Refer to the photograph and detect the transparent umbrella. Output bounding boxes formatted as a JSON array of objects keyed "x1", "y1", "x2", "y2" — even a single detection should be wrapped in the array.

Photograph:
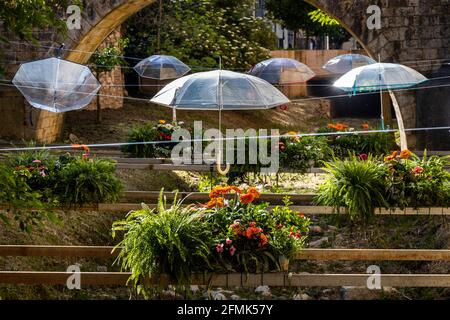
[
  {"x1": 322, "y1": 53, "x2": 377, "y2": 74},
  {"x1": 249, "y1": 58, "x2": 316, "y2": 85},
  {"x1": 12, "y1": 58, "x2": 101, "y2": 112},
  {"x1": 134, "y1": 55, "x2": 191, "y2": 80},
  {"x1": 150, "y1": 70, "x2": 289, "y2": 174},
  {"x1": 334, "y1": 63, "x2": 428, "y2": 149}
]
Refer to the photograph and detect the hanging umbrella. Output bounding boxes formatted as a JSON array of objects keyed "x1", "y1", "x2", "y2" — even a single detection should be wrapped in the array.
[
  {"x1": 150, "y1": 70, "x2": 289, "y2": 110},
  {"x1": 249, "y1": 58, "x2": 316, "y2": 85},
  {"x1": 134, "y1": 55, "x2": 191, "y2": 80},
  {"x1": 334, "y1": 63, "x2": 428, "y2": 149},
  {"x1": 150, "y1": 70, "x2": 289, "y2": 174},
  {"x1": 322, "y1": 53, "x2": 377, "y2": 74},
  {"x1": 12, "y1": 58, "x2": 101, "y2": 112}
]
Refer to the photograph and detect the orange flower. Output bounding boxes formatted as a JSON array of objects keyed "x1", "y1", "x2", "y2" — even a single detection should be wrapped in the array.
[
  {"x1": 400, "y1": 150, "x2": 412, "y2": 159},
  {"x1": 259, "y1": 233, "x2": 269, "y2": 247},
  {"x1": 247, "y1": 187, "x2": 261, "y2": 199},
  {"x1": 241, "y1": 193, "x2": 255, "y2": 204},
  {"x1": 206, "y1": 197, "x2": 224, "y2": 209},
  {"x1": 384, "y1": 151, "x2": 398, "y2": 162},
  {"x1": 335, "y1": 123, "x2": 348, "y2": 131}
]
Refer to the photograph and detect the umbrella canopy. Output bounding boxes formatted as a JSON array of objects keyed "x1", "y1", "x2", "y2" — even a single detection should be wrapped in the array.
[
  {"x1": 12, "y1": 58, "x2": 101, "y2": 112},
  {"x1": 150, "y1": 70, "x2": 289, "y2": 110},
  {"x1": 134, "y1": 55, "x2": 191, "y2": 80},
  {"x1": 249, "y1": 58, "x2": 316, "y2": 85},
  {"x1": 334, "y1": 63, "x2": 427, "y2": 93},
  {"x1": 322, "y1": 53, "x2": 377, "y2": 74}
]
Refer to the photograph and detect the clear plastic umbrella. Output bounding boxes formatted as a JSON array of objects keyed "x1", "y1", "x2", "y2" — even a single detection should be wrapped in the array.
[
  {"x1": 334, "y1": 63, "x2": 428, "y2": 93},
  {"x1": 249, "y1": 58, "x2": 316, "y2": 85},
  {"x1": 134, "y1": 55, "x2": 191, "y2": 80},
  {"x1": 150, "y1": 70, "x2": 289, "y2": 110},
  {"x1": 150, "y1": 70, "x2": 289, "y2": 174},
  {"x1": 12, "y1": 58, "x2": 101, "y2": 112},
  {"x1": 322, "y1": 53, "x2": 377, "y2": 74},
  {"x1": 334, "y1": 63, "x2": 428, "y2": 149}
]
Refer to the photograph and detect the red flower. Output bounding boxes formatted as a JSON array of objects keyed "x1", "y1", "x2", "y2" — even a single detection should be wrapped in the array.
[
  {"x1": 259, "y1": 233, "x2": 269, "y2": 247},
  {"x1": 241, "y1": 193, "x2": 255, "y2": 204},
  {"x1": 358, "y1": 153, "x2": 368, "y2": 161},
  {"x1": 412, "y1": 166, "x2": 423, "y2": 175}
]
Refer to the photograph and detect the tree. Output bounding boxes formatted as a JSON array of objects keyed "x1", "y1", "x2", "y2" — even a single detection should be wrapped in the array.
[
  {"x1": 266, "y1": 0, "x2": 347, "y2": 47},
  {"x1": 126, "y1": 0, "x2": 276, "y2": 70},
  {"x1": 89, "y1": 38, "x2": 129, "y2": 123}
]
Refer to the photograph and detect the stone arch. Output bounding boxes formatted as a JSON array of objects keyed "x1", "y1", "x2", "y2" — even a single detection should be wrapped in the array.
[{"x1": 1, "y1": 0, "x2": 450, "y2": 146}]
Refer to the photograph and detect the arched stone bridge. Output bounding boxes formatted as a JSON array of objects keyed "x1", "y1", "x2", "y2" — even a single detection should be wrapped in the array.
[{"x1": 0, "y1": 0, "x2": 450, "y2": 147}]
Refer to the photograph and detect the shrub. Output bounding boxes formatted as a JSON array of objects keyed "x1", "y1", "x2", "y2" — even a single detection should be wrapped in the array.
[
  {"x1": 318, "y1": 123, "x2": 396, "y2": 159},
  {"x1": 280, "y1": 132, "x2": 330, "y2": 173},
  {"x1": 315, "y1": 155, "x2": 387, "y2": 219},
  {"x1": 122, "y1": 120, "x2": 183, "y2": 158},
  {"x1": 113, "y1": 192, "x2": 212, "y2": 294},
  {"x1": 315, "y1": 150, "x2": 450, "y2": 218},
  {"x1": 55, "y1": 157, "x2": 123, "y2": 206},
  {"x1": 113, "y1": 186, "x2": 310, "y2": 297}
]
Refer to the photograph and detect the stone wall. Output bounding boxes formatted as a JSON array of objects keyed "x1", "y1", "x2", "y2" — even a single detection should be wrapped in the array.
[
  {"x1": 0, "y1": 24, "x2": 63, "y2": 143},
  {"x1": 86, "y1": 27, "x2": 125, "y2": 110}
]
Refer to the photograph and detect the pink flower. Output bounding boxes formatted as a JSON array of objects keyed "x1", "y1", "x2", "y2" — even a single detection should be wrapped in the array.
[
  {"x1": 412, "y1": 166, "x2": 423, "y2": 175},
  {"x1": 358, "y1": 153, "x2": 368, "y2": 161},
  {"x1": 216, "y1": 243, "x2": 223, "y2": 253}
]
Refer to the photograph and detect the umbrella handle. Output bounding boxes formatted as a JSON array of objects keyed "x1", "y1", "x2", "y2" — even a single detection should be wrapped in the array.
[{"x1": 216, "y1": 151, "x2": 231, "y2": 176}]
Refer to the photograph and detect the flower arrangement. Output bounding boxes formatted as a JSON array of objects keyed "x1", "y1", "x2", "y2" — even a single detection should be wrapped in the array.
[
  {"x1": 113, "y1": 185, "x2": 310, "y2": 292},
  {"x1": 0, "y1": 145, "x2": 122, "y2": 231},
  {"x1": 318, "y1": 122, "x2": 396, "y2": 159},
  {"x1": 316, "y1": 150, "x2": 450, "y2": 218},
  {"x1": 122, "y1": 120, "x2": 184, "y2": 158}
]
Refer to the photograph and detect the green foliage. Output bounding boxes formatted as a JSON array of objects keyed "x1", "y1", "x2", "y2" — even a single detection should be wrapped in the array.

### [The exercise]
Give every line of the entries above as a JSON list of strings, one string per line, skipping blank lines and omitting the pictures.

### [Exercise answer]
[
  "Refer to the photograph and detect the transparent umbrella. Output bounding boxes formatted as a JSON array of objects keyed \"x1\", \"y1\", \"x2\", \"y2\" — even a single detection should be wrapped in the array.",
  "Photograph:",
  "[",
  "  {\"x1\": 322, \"y1\": 53, \"x2\": 377, \"y2\": 74},",
  "  {\"x1\": 249, \"y1\": 58, \"x2\": 316, \"y2\": 85},",
  "  {\"x1\": 12, \"y1\": 58, \"x2\": 101, \"y2\": 112},",
  "  {\"x1\": 134, \"y1\": 55, \"x2\": 191, \"y2\": 80},",
  "  {\"x1\": 150, \"y1\": 70, \"x2\": 289, \"y2\": 174},",
  "  {\"x1\": 334, \"y1\": 63, \"x2\": 428, \"y2\": 149}",
  "]",
  "Refer to the photograph and detect the hanging umbrella. Output bounding boxes formatted as a JSON array of objects keyed \"x1\", \"y1\", \"x2\", \"y2\" — even a single detection should be wrapped in the array.",
  "[",
  "  {\"x1\": 150, \"y1\": 70, \"x2\": 289, \"y2\": 110},",
  "  {\"x1\": 249, \"y1\": 58, \"x2\": 316, \"y2\": 85},",
  "  {\"x1\": 134, \"y1\": 55, \"x2\": 191, \"y2\": 80},",
  "  {\"x1\": 334, \"y1\": 63, \"x2\": 428, \"y2\": 149},",
  "  {\"x1\": 150, \"y1\": 70, \"x2\": 289, \"y2\": 174},",
  "  {\"x1\": 322, \"y1\": 53, \"x2\": 377, \"y2\": 74},",
  "  {\"x1\": 12, \"y1\": 58, \"x2\": 101, \"y2\": 112}",
  "]",
  "Refer to the photograph and detect the orange flower. Output bounding boxes formatted as a JSON array of objects keyed \"x1\", \"y1\", \"x2\", \"y2\" — even a single detection should be wrapped in the array.",
  "[",
  "  {\"x1\": 400, \"y1\": 150, \"x2\": 412, \"y2\": 159},",
  "  {\"x1\": 259, \"y1\": 233, \"x2\": 269, \"y2\": 247},",
  "  {\"x1\": 247, \"y1\": 187, \"x2\": 261, \"y2\": 199},",
  "  {\"x1\": 241, \"y1\": 193, \"x2\": 255, \"y2\": 204},",
  "  {\"x1\": 206, \"y1\": 197, \"x2\": 224, \"y2\": 209},",
  "  {\"x1\": 384, \"y1\": 151, \"x2\": 398, \"y2\": 162},",
  "  {\"x1\": 335, \"y1\": 123, \"x2\": 348, \"y2\": 131}",
  "]",
  "Refer to the photograph and detect the umbrella canopy. Output bounding boxes formatted as a JSON array of objects keyed \"x1\", \"y1\", \"x2\", \"y2\" — even a single detection should be wrapped in the array.",
  "[",
  "  {\"x1\": 12, \"y1\": 58, \"x2\": 101, \"y2\": 112},",
  "  {\"x1\": 150, \"y1\": 70, \"x2\": 289, \"y2\": 110},",
  "  {\"x1\": 134, \"y1\": 55, \"x2\": 191, \"y2\": 80},",
  "  {\"x1\": 249, \"y1\": 58, \"x2\": 316, \"y2\": 85},",
  "  {\"x1\": 334, \"y1\": 63, \"x2\": 427, \"y2\": 93},",
  "  {\"x1\": 322, \"y1\": 53, \"x2\": 377, \"y2\": 74}",
  "]",
  "Refer to the photograph and detect the clear plastic umbrella. Output bounding boxes formatted as a JSON array of objects keyed \"x1\", \"y1\", \"x2\", \"y2\" — even a single detection should be wrapped in the array.",
  "[",
  "  {\"x1\": 334, \"y1\": 63, \"x2\": 428, \"y2\": 93},",
  "  {\"x1\": 249, \"y1\": 58, \"x2\": 316, \"y2\": 85},",
  "  {\"x1\": 134, \"y1\": 55, \"x2\": 191, \"y2\": 80},",
  "  {\"x1\": 150, \"y1\": 70, \"x2\": 289, \"y2\": 110},",
  "  {\"x1\": 150, \"y1\": 70, \"x2\": 289, \"y2\": 174},",
  "  {\"x1\": 12, \"y1\": 58, \"x2\": 101, \"y2\": 112},",
  "  {\"x1\": 322, \"y1\": 53, \"x2\": 377, \"y2\": 74},",
  "  {\"x1\": 334, \"y1\": 63, \"x2\": 428, \"y2\": 149}",
  "]",
  "Refer to the photograph and detect the red flower. Output bounding boxes formatted as a JSON array of objects keyed \"x1\", \"y1\", \"x2\", \"y2\" — even a single detection should be wrapped in the array.",
  "[",
  "  {\"x1\": 259, \"y1\": 233, \"x2\": 269, \"y2\": 247},",
  "  {\"x1\": 241, \"y1\": 193, \"x2\": 255, \"y2\": 204},",
  "  {\"x1\": 358, \"y1\": 153, \"x2\": 368, \"y2\": 161},",
  "  {\"x1\": 412, \"y1\": 166, \"x2\": 423, \"y2\": 175}",
  "]",
  "Refer to the photograph and detect the tree. Output bounding boxes formatted as a JSON array of objects keyed \"x1\", \"y1\", \"x2\", \"y2\" — even a single detection should be wrapped in the array.",
  "[",
  "  {\"x1\": 266, \"y1\": 0, \"x2\": 347, \"y2\": 47},",
  "  {\"x1\": 126, \"y1\": 0, \"x2\": 276, \"y2\": 70},",
  "  {\"x1\": 89, \"y1\": 38, \"x2\": 129, \"y2\": 123}",
  "]",
  "Refer to the photograph and detect the stone arch. Output bounding boxes formatted as a JSON array of objects keyed \"x1\", \"y1\", \"x2\", \"y2\" — even a single detection should be wrapped in the array.",
  "[{\"x1\": 1, \"y1\": 0, \"x2\": 450, \"y2\": 146}]",
  "Refer to the photograph and detect the arched stone bridge. Output bounding boxes formatted as a JSON array of objects keyed \"x1\", \"y1\", \"x2\", \"y2\" — even a single detection should be wrapped in the array.",
  "[{\"x1\": 0, \"y1\": 0, \"x2\": 450, \"y2\": 147}]",
  "Refer to the photograph and detect the shrub. Output bounding boxes formatted as a JSON array of objects keyed \"x1\", \"y1\", \"x2\", \"y2\" — even a single detection should be wrapped in the array.",
  "[",
  "  {\"x1\": 318, \"y1\": 123, \"x2\": 396, \"y2\": 159},",
  "  {\"x1\": 280, \"y1\": 132, \"x2\": 330, \"y2\": 173},",
  "  {\"x1\": 315, \"y1\": 155, \"x2\": 387, \"y2\": 219},",
  "  {\"x1\": 122, \"y1\": 120, \"x2\": 183, \"y2\": 158},",
  "  {\"x1\": 113, \"y1\": 192, \"x2\": 212, \"y2\": 294},",
  "  {\"x1\": 315, \"y1\": 150, \"x2\": 450, \"y2\": 218},",
  "  {\"x1\": 55, \"y1\": 157, \"x2\": 123, \"y2\": 206},",
  "  {\"x1\": 113, \"y1\": 186, \"x2\": 310, \"y2\": 297}",
  "]",
  "Refer to the photograph and detect the stone wall. Output bounding boxes formatted as a JSON array of objects keyed \"x1\", \"y1\", \"x2\", \"y2\" — even a single detection should be wrapped in the array.",
  "[",
  "  {\"x1\": 0, \"y1\": 24, \"x2\": 63, \"y2\": 143},",
  "  {\"x1\": 86, \"y1\": 27, \"x2\": 125, \"y2\": 110}",
  "]",
  "Refer to the photograph and detect the pink flower. Output bounding boxes formatted as a JSON array of objects keyed \"x1\", \"y1\", \"x2\", \"y2\" — even a single detection should be wrapped in the array.",
  "[",
  "  {\"x1\": 412, \"y1\": 166, \"x2\": 423, \"y2\": 175},",
  "  {\"x1\": 358, \"y1\": 153, \"x2\": 368, \"y2\": 161},",
  "  {\"x1\": 216, \"y1\": 243, \"x2\": 223, \"y2\": 253}",
  "]",
  "Refer to the photograph and detect the umbrella handle. Output bounding boxes formatted as a JSON array of objects keyed \"x1\", \"y1\", \"x2\", \"y2\" — even a single detection should be wrapped in the array.",
  "[{\"x1\": 216, \"y1\": 151, \"x2\": 231, \"y2\": 176}]",
  "Refer to the photograph and detect the flower arrangement. Output bounding boxes formatted as a JSON array of objects keyed \"x1\", \"y1\", \"x2\", \"y2\" — even a single detection should be wrapped in the array.",
  "[",
  "  {\"x1\": 113, \"y1\": 185, \"x2\": 310, \"y2\": 292},",
  "  {\"x1\": 0, \"y1\": 145, \"x2\": 122, \"y2\": 231},",
  "  {\"x1\": 318, \"y1\": 122, \"x2\": 396, \"y2\": 159},",
  "  {\"x1\": 316, \"y1\": 150, \"x2\": 450, \"y2\": 218},",
  "  {\"x1\": 122, \"y1\": 120, \"x2\": 184, \"y2\": 158}",
  "]",
  "Refer to the photograph and detect the green foliage. Output bounding boxes formatted as a JSON array of objects keyed \"x1\", \"y1\", \"x2\", \"y2\" — even a single detection should be wrapped in the array."
]